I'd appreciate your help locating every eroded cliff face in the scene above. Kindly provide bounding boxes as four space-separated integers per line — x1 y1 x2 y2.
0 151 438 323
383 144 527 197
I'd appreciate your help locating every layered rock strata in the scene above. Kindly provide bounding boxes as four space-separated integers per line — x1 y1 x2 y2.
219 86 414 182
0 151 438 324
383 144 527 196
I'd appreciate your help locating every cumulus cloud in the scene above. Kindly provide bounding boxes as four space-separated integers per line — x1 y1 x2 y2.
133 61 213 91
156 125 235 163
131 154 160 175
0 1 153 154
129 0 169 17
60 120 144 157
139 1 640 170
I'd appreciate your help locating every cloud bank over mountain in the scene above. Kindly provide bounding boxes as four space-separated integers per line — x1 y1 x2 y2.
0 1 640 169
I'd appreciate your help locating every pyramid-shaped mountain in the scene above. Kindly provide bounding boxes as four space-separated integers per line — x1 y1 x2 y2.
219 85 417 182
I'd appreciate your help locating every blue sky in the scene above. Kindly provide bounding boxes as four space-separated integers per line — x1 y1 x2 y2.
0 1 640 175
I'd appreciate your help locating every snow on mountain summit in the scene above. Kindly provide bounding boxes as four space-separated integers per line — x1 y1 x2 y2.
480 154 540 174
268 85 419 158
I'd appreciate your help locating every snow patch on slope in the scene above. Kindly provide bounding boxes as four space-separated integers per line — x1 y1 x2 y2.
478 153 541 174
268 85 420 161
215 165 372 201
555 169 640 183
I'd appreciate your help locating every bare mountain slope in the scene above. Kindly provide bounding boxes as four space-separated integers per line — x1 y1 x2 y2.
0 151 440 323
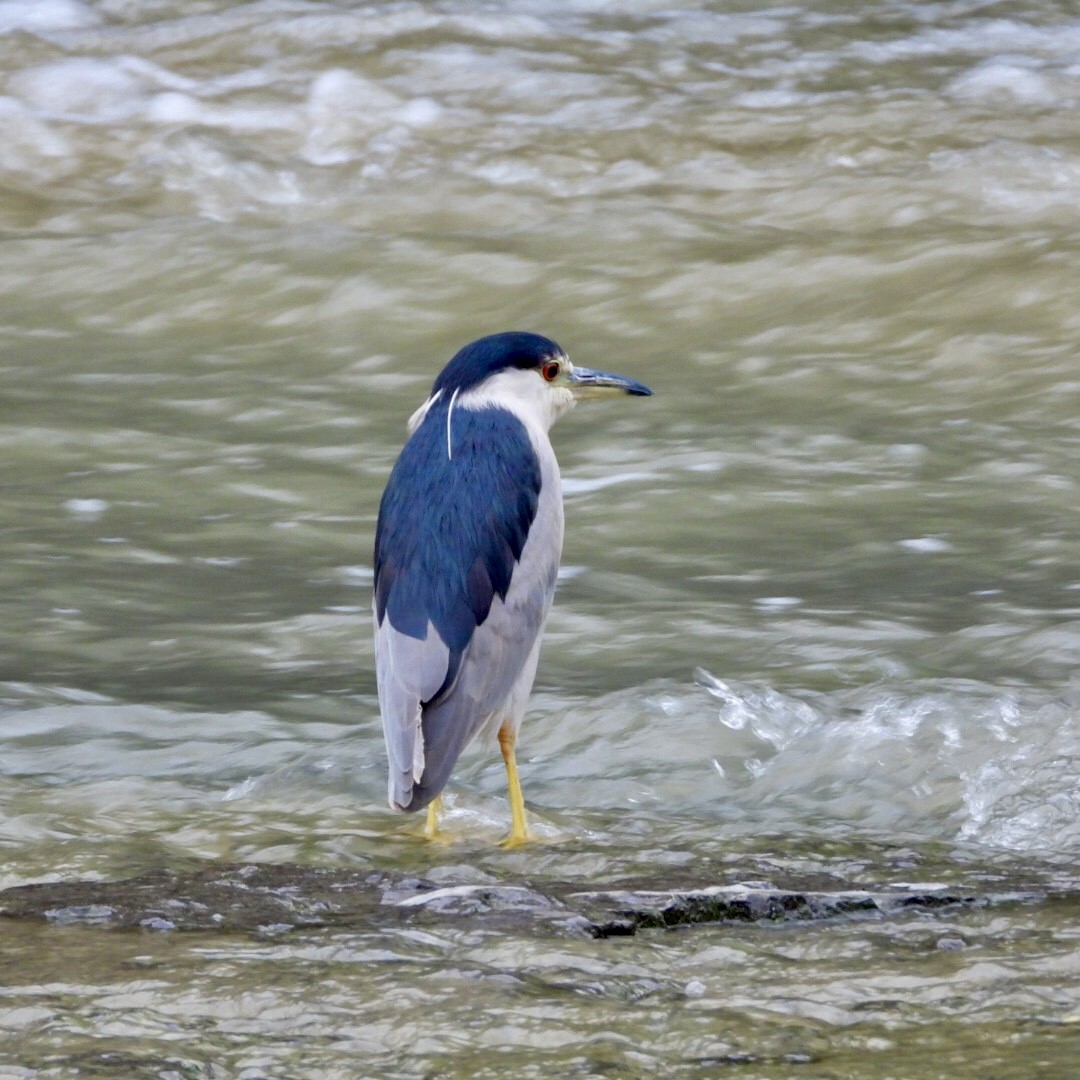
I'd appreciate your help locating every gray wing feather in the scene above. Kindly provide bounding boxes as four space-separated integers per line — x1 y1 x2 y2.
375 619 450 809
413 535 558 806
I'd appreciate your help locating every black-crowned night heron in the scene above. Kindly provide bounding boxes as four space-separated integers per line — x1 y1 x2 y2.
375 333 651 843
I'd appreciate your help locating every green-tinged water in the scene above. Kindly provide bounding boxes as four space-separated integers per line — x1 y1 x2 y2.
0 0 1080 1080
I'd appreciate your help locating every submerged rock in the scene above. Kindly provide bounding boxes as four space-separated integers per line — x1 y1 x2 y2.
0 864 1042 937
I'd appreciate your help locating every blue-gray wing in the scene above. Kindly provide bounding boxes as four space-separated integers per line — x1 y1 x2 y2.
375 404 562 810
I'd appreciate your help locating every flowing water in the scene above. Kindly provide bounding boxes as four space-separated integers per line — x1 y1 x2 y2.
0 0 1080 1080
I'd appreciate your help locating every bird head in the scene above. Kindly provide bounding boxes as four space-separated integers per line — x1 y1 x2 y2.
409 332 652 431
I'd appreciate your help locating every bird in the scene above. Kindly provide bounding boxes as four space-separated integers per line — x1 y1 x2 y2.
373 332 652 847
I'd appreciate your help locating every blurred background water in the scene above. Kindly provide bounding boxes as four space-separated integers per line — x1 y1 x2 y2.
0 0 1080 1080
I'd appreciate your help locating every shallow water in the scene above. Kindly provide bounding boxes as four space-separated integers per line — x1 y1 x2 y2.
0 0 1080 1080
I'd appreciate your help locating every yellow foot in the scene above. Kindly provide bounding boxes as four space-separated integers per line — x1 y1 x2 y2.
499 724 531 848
++++++++
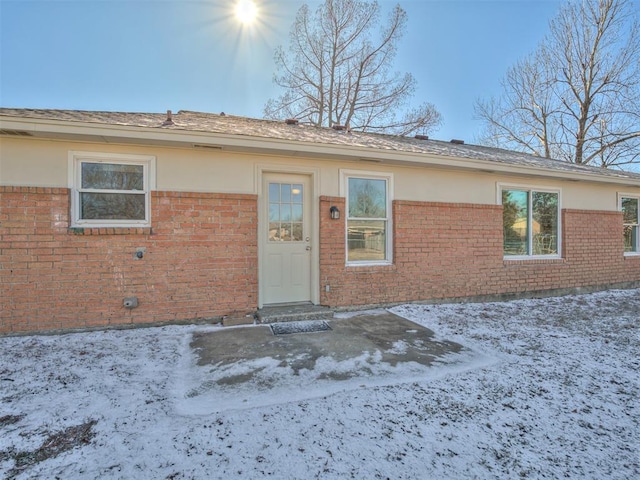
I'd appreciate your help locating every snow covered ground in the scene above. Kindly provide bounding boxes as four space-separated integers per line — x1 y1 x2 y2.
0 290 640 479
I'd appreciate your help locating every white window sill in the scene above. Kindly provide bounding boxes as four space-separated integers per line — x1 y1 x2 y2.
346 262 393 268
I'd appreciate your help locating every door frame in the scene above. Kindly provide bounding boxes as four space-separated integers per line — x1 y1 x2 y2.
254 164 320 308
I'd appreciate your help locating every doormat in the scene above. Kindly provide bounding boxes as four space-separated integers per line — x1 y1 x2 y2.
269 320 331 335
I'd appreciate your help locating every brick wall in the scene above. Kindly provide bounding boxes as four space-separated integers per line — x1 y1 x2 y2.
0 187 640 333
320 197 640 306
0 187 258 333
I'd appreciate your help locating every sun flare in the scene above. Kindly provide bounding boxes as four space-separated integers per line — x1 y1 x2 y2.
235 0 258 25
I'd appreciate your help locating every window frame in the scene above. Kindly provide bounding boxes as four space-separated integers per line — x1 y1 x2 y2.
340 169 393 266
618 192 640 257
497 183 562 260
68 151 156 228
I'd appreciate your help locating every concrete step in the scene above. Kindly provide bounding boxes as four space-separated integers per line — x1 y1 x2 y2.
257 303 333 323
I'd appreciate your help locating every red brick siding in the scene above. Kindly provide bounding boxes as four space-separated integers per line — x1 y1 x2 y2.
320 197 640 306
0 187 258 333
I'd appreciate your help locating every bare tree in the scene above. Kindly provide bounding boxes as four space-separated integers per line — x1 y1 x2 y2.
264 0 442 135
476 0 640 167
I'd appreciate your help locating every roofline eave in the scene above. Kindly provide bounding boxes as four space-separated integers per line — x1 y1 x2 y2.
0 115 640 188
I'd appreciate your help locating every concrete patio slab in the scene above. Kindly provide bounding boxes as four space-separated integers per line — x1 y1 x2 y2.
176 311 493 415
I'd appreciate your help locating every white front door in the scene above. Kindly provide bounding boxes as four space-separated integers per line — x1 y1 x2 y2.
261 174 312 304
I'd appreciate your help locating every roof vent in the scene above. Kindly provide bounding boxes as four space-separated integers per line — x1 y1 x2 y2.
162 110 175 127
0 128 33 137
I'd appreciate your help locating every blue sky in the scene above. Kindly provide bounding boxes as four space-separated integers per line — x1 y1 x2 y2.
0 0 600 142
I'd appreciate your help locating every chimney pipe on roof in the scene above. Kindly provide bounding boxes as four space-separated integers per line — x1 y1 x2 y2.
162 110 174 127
++++++++
TASK TO COMPLETE
Turn the records above, from the line that contains "I'd appreciate your help locating every green-tinged" through the line that contains "0 864 1042 937", into a two-column CSV with the headers input and output. Give one row per record, with its text and its answer each in a single quoted field and every line break replaced by a space.

SOLUTION TO THE EXERCISE
input,output
"I'd appreciate your help locating every green-tinged water in the scene above. Kindly provide bounding boxes as four space-separated integers per line — x1 y1 x2 y2.","0 0 1080 1080"
"I'd appreciate your help locating every submerged rock in the scene above. Kindly provide bounding boxes as four space-separated integers per line — x1 y1 x2 y2.","0 864 1042 937"